#### Textauszug
·····

Drei und ein Liebesgedicht

Seit Wochen ist es heiß, und Kolumnist Henning Hirsch liest heute lieber Bukowski als politische Hasskommentare


Der Sommer ist heiß, ich schwitze tagsüber, wälze mich nachts im Bett, höre den Mücken zu, wie sie um mich herum schwirren, bevor sie zur Landung ansetzen, zähle morgens die Einstiche, der Kaffee kälter als die Temperatur in meiner Küche, duschen verschafft Linderung für maximal dreißig Minuten, dann klebt das Hemd schon wieder wie Neopren am Oberkörper. Ich bewege mich langsam, esse wenig – allerdings zu viele Zitronenbällchen in der Eisdiele Belluno –, schütte literweise Wasser, Coke Zero, Grapefruitlimo in mich rein, denke jenseits der 35 Grad bloß noch im Zeitlupentempo, habe Mühe, mehrere zusammenhängende Sätze aneinanderzureihen, stelle Wortfindungsschwierigkeiten bei mir fest. Eigentlich sollte die Republik für sechs Wochen komplett schließen und ans Meer fahren. Aber wir Kolumnisten lassen uns ja vom Wetter – oder ist es das Klima? Komme da ständig durcheinander – nicht unterkriegen und hauen sogar unter extremen Witterungsbedingungen unsere Texte raus.

Sie wollen heute mal wieder einen politischen Beitrag von mir lesen, damit Sie sich im Anschluss in den Kommentarspalten so richtig auskotzen können? Ich muss Sie enttäuschen. Jetzt gerade ist mir mehr nach Liebesgedichten. Über die können Sie sich gerne ebenfalls auskotzen, wobei ich vermute, dass Sie einen Jambus nicht von einem Trochäus unterscheiden können, und Songtexte von DJ Ötzi für hohe Poesie halten.

Bukowski liegt schon lange unter der Erde

Vor drei Tagen hatte übrigens Bukowski Geburtstag. Ja ja, ich weiß, dass der schon seit zweieinhalb Jahrzehnten unter der Erde liegt. Wäre sein 98ster gewesen. Geboren am 16. August 1920 im beschaulichen Andernach, malerisch gelegen am Fuß der Vulkaneifel mit schönem Blick über den Rhein, der hier Stromkilometer 612 durchfließt, auf die am jenseitigen Ufer schroff ansteigenden Hügel des Westerwalds. Als Sohn eines polnischstämmigen US-Besatzungssoldaten und der reizenden Bürgerstochter Katarina Fett. 1923 bestieg die kleine Familie in Bremerhaven ein Schiff – Namen des Kahns habe ich vergessen – und übersiedelte nach Los Angeles, wo der Autor den Großteil seines restlichen Lebens verbrachte. An Ort und Haus seiner Geburt, in dem heute ein Karnevalsshop untergebracht ist, kehrte Bukowski erst in den späten 70ern für eine kurze Stippvisite zurück. Der alten Heimat verbunden blieb er vor allem durch den Kontakt zu seinem Onkel Heinrich – Bruder der Mutter –, der ihm jede Weihnachten einen Kasten Müller-Thurgau (lieblich) aus dem Ahrtal nach East Hollywood schickte.

·····

(Datensatzauszug)
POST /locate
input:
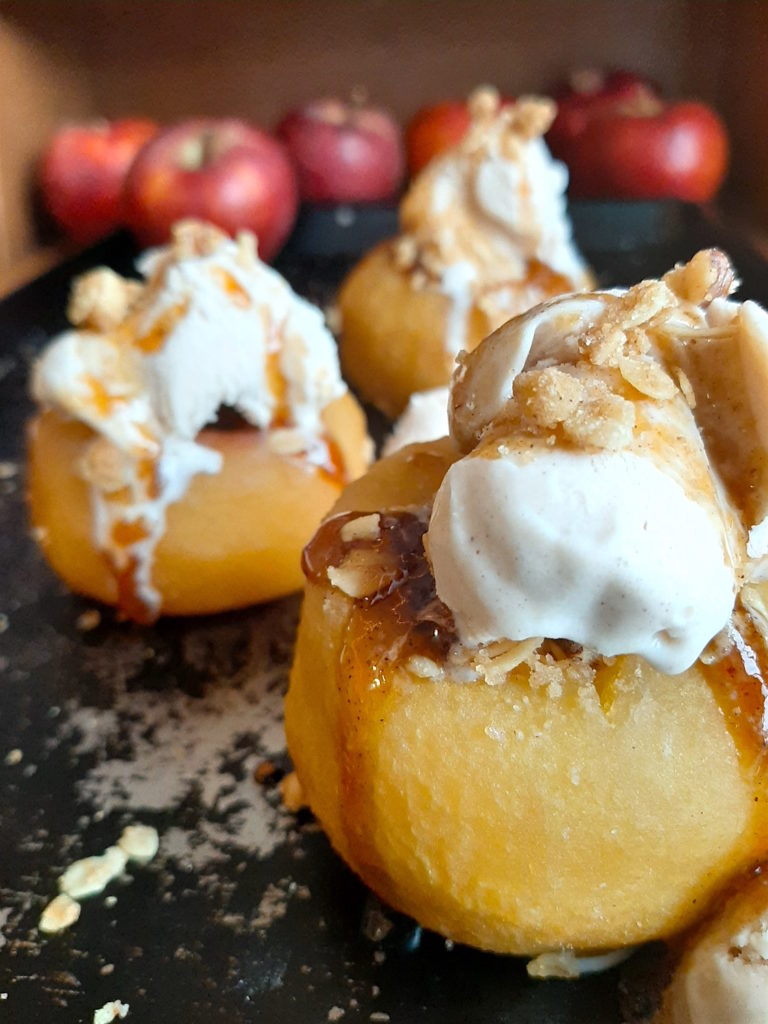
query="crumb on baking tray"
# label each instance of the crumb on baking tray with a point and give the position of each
(111, 1012)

·····

#### Aufgabe 1
Erläutern Sie anhand der Kolumne über Bukowski in ein bis drei Sätzen, wodurch Bukowski nach der Auswanderung mit seiner alten Heimat verbunden blieb.
#### Aufgabe 2
Übernehmen Sie wortgetreu einen Abschnitt aus der Kolumne über Bukowski: Beginnen Sie bei den Worten „Sie wollen heute“, und enden Sie nach den Worten „hohe Poesie halten.“.

#### Musterlösung 1
Bukowski blieb der alten Heimat vor allem durch den Kontakt zu seinem Onkel Heinrich verbunden, dem Bruder seiner Mutter. Dieser schickte ihm jede Weihnachten einen Kasten Müller-Thurgau (lieblich) aus dem Ahrtal nach East Hollywood.

#### Musterlösung 2
Sie wollen heute mal wieder einen politischen Beitrag von mir lesen, damit Sie sich im Anschluss in den Kommentarspalten so richtig auskotzen können? Ich muss Sie enttäuschen. Jetzt gerade ist mir mehr nach Liebesgedichten. Über die können Sie sich gerne ebenfalls auskotzen, wobei ich vermute, dass Sie einen Jambus nicht von einem Trochäus unterscheiden können, und Songtexte von DJ Ötzi für hohe Poesie halten.